== TASKS TO COMPLETE ==
1: Rewrite the HMB article starting with "In part I of" and going on through "to some researchers.", replacing "beneficial" with "effective".
2: According to the HMB article, how many subjects took part in Kreider's third study?
3: Carry on the HMB article from its last sentence.

HMB: Overrated, Overpriced, or Overlooked Part 3
By: Derek Charlebois B.S. CPT

       In part I of this series on HMB, we examined the proposed mechanism by which HMB exerts its effects. Part II examined three studies that examined HMB on three diverse populations. At this point, it appeared as if everyone agreed that HMB was beneficial. But this is not the case according to some researchers.

The Studies That Concluded HMB to be Ineffective

       Kreider RB, Ferreira M, Wilson M, Almada AL. Effects of Calcium b-Hydroxy-b-methylbutyrate (HMB) Supplementation During Resistance-Training on Markers of Catabolism, Body Composition and Strength. Int J Sports Med 1999; 20: 503–509[1]
This study by Kreider et al. concluded that supplementing with HMB (3 or 6 g/day) does not effect changes in body composition or strength and does not increase markers or catabolism. This conclusion is the same as Kreider’s conclusions in his two previous studies on HMB [2,3]. Let’s examine the methodology of Kreider’s third study.

Subjects

       This study consisted of 40 males with at least one year of resistance training experience. The average training experience of the subjects was 5.5 years. The subjects’ average weight was 82.4 kg.

Experiment Design

       All subjects were to continue their current training program and diet. They were to record their workouts (weights used, repetitions completed, etc.) on workout logs and nutritional intake on diet logs. Since all subjects were doing different workouts and consuming different diets, there was no training or dietary control.

	Group	Start	End
Caloric Intake	Control	36.4	42.4
(kcal/kg/day)	HMB (3 g)	34.1	37.6
	HMB (6 g)	35.8	38.7

       If the average subject weighed 82.4 kg, this means the Control group consumed 2999.36 kcals/day, the 3 g HMB group consumed 2809.84 kcal/day, and the 6 g HMB group consumed 2949.92 kcal/day at the first nutritional data entry.
       The final nutritional input showed that the Control group consumed 3493.76 kcals/day, the 3 g HMB group consumed 3098.24 kcal/day, and the 6 g HMB group consumed 3188.88 kcal/day. We see that the Control group was consuming 395.52 kcals/day more than the 3 g HMB group and 304.88 kcal/day more than the 6 g HMB group. Clearly this caloric difference would impact the results.

Stored data entries:
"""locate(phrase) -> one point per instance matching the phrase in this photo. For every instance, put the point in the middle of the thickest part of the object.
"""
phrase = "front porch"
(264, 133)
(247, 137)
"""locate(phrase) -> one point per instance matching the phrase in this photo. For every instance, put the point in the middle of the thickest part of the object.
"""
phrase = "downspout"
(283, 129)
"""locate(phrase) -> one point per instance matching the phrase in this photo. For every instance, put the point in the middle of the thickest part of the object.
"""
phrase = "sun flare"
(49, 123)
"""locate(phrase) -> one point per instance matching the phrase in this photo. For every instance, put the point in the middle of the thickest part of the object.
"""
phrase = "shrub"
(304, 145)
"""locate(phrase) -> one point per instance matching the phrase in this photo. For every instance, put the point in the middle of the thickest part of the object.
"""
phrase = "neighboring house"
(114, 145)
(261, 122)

== WRITTEN RESPONSES ==
1:
In part I of this series on HMB, we examined the proposed mechanism by which HMB exerts its effects. Part II examined three studies that examined HMB on three diverse populations. At this point, it appeared as if everyone agreed that HMB was effective. But this is not the case according to some researchers.

2: 40 males

3:
Results

Body Composition

	Group	Start	End	Change
Body Mass (kg)	Control	74.6	75.1	+0.5
	HMB (3 g)	76.3	77.3	+1.0
	HMB (6 g)	78.6	80.0	+1.4
Fat/Bone Free Mass	Control	59.9	60.2	+0.3
(kg)	HMB (3 g)	61.3	62.0	+0.7
	HMB (6 g)	64.1	65.1	+1.0
Fat Mass (kg)	Control	12.3	12.4	+0.1
	HMB (3 g)	12.5	12.8	+0.3
	HMB (6 g)	11.9	12.3	+0.4

       Though the increases are small, we see that despite the caloric difference between the groups (the Control group consuming more calories) the 6 g HMB group gained three times as much lean mass as the Control group. This pattern and gains are similar to the results in one of the studies done by Nissen [4].

Strength

	Group	Start	End	Change
Bench Press (kg)	Control	113.5	115.3	+1.8
	HMB (3 g)	116.5	117.7	+1.2
	HMB (6 g)	115.0	118.2	+3.2
Leg Press (kg)	Control	247.3	249.5	+2.2
	HMB (3 g)	255.2	263.7	+8.5
	HMB (6 g)	249.7	256.5	+5.8

       Again, despite the small increases, the HMB groups’ strength increased more than the Control group’s.
       Even though the Control group consumed more total calories per day, the HMB groups made better progress. Though the difference is not statistically significant, it still exists. One flaw I see in this study is that there was no dietary control. Therefore, it is difficult to isolate other variables to further identify either positive or negative contributions from HMB . Since the HMB groups’ caloric intake was hundreds of calories lower than the control group, I think this demonstrates how effective HMB can be. I would like to know what the results would have yielded if the HMB groups consumed the same number of calories?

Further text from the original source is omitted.